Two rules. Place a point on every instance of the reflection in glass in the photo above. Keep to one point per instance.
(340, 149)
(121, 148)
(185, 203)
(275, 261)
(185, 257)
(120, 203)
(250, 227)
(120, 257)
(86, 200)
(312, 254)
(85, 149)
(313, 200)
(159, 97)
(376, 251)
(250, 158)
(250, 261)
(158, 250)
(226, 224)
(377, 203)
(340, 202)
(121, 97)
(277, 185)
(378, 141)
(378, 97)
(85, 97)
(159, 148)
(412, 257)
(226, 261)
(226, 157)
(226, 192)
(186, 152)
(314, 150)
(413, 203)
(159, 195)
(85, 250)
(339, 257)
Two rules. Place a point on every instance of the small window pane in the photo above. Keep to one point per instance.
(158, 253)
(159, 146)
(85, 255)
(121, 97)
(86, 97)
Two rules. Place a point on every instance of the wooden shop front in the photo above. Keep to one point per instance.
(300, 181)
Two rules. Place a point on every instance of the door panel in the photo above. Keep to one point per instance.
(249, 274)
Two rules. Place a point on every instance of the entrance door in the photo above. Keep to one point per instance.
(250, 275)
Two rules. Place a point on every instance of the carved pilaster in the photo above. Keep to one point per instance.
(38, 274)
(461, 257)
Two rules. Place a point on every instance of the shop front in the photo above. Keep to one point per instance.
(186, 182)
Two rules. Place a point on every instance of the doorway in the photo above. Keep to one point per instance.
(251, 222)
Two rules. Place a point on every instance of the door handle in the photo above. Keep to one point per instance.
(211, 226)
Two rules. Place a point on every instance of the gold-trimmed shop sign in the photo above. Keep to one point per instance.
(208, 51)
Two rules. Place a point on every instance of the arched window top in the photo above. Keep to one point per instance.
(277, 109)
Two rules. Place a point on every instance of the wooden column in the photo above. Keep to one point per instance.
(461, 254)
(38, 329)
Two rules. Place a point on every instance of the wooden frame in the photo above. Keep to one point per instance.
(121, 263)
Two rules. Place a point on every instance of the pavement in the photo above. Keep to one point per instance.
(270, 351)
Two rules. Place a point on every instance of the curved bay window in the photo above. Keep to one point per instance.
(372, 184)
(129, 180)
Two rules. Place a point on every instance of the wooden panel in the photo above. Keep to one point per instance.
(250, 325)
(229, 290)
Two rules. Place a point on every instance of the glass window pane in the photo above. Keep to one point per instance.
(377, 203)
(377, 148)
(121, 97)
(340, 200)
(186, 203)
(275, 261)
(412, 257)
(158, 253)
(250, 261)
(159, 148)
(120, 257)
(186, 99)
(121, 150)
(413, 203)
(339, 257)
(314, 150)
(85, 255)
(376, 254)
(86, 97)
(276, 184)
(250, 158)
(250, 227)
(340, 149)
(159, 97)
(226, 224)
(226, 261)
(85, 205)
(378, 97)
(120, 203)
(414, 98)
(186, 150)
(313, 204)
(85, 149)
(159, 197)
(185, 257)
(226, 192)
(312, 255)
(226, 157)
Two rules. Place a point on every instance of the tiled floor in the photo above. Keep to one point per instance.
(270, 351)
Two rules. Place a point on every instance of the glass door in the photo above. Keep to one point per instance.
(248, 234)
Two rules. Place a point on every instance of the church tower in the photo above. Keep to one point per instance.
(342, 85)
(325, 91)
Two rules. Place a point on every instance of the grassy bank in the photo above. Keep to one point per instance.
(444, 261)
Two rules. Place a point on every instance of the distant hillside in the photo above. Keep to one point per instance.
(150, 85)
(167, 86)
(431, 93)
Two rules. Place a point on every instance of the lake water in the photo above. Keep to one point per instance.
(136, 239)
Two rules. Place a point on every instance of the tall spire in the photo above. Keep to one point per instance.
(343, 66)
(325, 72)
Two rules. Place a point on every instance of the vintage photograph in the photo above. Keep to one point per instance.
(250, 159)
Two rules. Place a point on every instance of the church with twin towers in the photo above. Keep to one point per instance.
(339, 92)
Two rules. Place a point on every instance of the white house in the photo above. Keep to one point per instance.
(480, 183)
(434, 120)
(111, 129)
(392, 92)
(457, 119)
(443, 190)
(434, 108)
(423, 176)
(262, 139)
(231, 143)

____________

GIVEN TASK: Rewrite all of the data above as a numbered list, leaving out any blank lines.

OUTPUT BELOW:
1. Two rules. Place a point on every instance of the reflection in glass in the photo above. Keep to one point per instance.
2. (340, 149)
3. (121, 148)
4. (185, 203)
5. (275, 261)
6. (185, 257)
7. (120, 203)
8. (250, 227)
9. (120, 257)
10. (86, 200)
11. (312, 254)
12. (85, 149)
13. (313, 200)
14. (159, 97)
15. (376, 251)
16. (250, 158)
17. (250, 261)
18. (158, 250)
19. (226, 224)
20. (377, 203)
21. (340, 202)
22. (121, 97)
23. (277, 185)
24. (378, 141)
25. (378, 97)
26. (85, 97)
27. (159, 148)
28. (412, 257)
29. (226, 261)
30. (226, 157)
31. (226, 192)
32. (186, 152)
33. (314, 150)
34. (413, 203)
35. (159, 195)
36. (85, 250)
37. (339, 257)
38. Two rules. Place a point on every instance of the small window pane in the photo above. Keep to one point per instance.
39. (158, 253)
40. (159, 146)
41. (85, 255)
42. (121, 97)
43. (86, 97)
44. Two rules. Place a point on every instance of the wooden shop front in the photo above. Keep to one point per instance.
45. (300, 181)
46. Two rules. Place a point on every instance of the door panel in the photo above. Keep to one point per instance.
47. (249, 274)
48. Two rules. Place a point on every instance of the entrance door in the photo above. Keep to one point per instance.
49. (250, 275)
50. Two rules. Place a point on every instance of the carved pilaster in the photo above. Keep to one point per instance.
51. (38, 274)
52. (461, 257)
53. Two rules. Place a point on every instance of the shop front in the photo above. Keep to one point per instance.
54. (186, 182)
55. Two rules. Place a point on every instance of the doorway in the photo above. Keep to one point per instance.
56. (251, 222)
57. Two rules. Place a point on every instance of the door handle in the photo above. Keep to one point per instance.
58. (211, 226)
59. Two rules. Place a point on every instance of the gold-trimmed shop sign in the photo above. Keep to one point per instance.
60. (208, 51)
61. Two rules. Place a point on every instance of the arched window top in the photo above. Keep to one point per instance.
62. (277, 109)
63. Two rules. Place a point on every instance of the wooden column in the photo above. Keep to one point per instance.
64. (461, 254)
65. (38, 329)
66. Two rules. Place a point on every instance of the wooden frame in the photo above. Keep to one point per instance.
67. (121, 263)
68. Two rules. Place a point on every instance of the pavement in the photo above. Keep to one point per instance.
69. (270, 351)
70. Two rules. Place a point on every instance of the curved bay window in the photo above. Keep to one point per instance.
71. (372, 184)
72. (129, 180)
73. Two rules. Place a point on every instance of the wooden panel in the photo above. Keep to one point per instance.
74. (250, 325)
75. (229, 290)
76. Two rules. Place a point on every instance of the glass window pane in the photo above. Keep to one point per instance.
77. (377, 203)
78. (377, 148)
79. (121, 97)
80. (340, 200)
81. (186, 203)
82. (275, 261)
83. (412, 257)
84. (158, 253)
85. (250, 261)
86. (159, 148)
87. (120, 257)
88. (186, 99)
89. (121, 150)
90. (413, 203)
91. (339, 257)
92. (314, 150)
93. (85, 255)
94. (376, 254)
95. (86, 97)
96. (276, 184)
97. (250, 158)
98. (250, 227)
99. (340, 149)
100. (159, 97)
101. (226, 224)
102. (226, 261)
103. (85, 205)
104. (378, 97)
105. (120, 203)
106. (414, 98)
107. (186, 150)
108. (313, 204)
109. (85, 149)
110. (159, 197)
111. (185, 257)
112. (226, 192)
113. (312, 255)
114. (226, 157)
115. Two rules. Place a point on every instance of the tiled floor in the photo above. Keep to one point per instance.
116. (270, 351)
117. Two rules. Place a point on every instance of the glass door in the photo above. Keep to one point per instance.
118. (248, 234)
119. Two rules. Place a point on every instance of the church tower in the photo above. Keep to one point per instance.
120. (342, 85)
121. (325, 91)
122. Two rules. Place a point on every instance of the grassy bank in the photo above. Keep to one point per instance.
123. (444, 261)
124. Two rules. Place a point on every instance of the distant hillside in the photo above. Keep to one point per instance.
125. (150, 85)
126. (167, 86)
127. (431, 93)
128. Two rules. Place a point on every instance of the lake water in the photo above. Keep to one point per instance.
129. (136, 239)
130. Two rules. Place a point on every instance of the tall spire in the photo above. Keep to one point per instance.
131. (343, 66)
132. (325, 72)
133. Two rules. Place a point on every instance of the vintage photograph in the photo above. Keep to one point per instance.
134. (250, 159)
135. Two rules. Place a point on every instance of the church with twin towers in the photo above. Keep to one point per instance.
136. (339, 92)
137. Two rules. Place a point on every instance of the white house in the photo above. Keep to one point per instance.
138. (480, 183)
139. (434, 120)
140. (111, 129)
141. (392, 92)
142. (457, 119)
143. (443, 190)
144. (434, 108)
145. (423, 176)
146. (262, 139)
147. (231, 143)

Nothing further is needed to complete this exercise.